- _Task directions_
Please reproduce the records from the line containing "point: man's white" through the end of the records, inclusive, substituting "older" for "elderly" and leaving everything else unchanged.

(Data records)
◆ ◆ ◆ ◆
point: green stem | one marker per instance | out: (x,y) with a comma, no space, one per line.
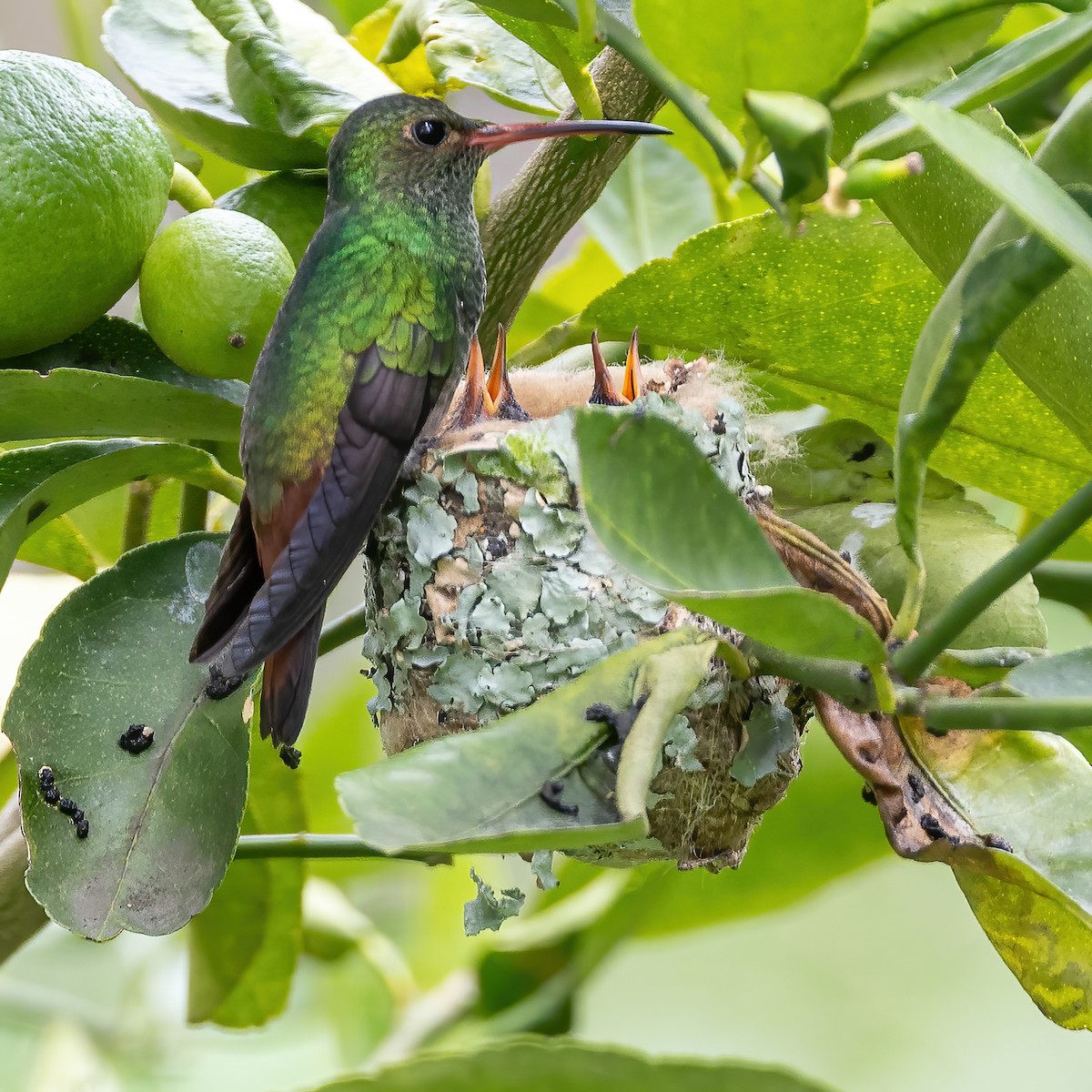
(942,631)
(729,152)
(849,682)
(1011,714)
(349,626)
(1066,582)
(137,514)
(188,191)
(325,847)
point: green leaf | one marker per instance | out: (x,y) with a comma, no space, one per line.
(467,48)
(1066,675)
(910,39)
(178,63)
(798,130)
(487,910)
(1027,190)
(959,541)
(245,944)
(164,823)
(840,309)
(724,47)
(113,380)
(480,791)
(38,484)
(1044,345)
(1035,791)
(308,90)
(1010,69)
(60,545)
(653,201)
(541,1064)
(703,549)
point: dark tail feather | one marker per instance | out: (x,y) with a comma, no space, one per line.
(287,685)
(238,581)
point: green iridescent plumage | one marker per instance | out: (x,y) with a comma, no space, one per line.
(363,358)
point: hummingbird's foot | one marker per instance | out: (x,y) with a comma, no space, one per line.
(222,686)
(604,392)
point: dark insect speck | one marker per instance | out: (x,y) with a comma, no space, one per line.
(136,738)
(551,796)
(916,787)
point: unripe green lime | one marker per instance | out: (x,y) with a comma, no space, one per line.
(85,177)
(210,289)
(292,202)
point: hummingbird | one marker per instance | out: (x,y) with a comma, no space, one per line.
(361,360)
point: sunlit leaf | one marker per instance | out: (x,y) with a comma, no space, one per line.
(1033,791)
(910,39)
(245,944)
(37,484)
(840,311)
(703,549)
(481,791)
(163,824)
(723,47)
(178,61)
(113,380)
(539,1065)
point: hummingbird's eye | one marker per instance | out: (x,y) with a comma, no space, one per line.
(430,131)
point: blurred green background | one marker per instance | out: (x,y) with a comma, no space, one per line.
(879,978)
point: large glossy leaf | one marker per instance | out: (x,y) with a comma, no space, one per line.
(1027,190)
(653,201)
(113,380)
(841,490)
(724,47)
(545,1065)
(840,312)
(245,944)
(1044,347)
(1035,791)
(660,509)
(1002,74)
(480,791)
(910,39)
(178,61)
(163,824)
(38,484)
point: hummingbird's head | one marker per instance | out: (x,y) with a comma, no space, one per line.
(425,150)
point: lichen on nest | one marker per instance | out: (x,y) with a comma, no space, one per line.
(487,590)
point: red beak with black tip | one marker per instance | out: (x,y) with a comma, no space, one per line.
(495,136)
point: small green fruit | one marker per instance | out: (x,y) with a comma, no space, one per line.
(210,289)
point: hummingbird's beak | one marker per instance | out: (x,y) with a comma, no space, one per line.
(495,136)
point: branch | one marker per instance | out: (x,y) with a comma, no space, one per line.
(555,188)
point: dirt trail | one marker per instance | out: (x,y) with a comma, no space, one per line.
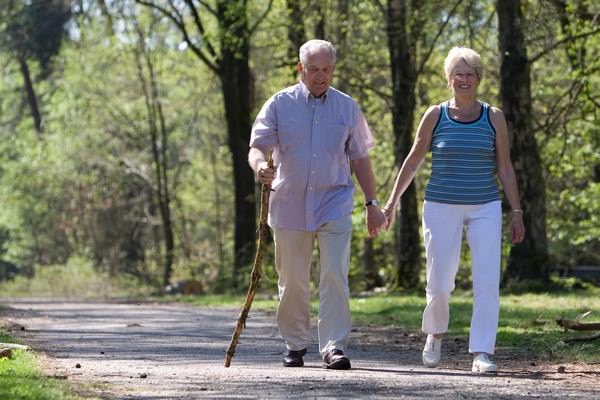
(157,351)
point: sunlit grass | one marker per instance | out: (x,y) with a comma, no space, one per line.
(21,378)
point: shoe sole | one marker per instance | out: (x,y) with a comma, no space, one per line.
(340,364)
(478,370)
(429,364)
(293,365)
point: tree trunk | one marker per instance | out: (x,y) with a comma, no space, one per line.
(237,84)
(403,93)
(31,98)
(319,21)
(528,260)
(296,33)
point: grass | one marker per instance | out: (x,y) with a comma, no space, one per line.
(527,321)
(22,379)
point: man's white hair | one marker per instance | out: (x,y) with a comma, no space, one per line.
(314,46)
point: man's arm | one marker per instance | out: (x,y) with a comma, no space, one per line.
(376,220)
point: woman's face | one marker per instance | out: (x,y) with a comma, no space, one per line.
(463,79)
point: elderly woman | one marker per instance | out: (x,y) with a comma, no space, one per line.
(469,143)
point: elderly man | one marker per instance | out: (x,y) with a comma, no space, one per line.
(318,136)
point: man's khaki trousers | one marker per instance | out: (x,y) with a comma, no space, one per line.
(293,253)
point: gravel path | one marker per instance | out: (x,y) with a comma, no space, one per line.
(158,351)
◆ ◆ ◆ ◆
- _Full solution_
point: man's white hair | one marker per instance | out: (x,y) with a comma, no space, one per line.
(314,46)
point: man's arm | one marker per instance | out: (x,y) with a comma, no space, one per line.
(376,220)
point: woman's face | one marker per instance | out: (x,y) with a comma, no space, one per line.
(463,79)
point: older woman | one marker per instance | out: (x,y) with a comma, no space, one per line.
(469,143)
point: older man | one marker per instance | out: (x,y) with a comma, no space, one per line.
(318,136)
point: man's khaki trousers | one marker per instance | out: (x,y) with a comma, no space, one per line.
(293,253)
point: gravel path | one marker per instance | out: (x,y) with a comma, no space, one per line.
(158,351)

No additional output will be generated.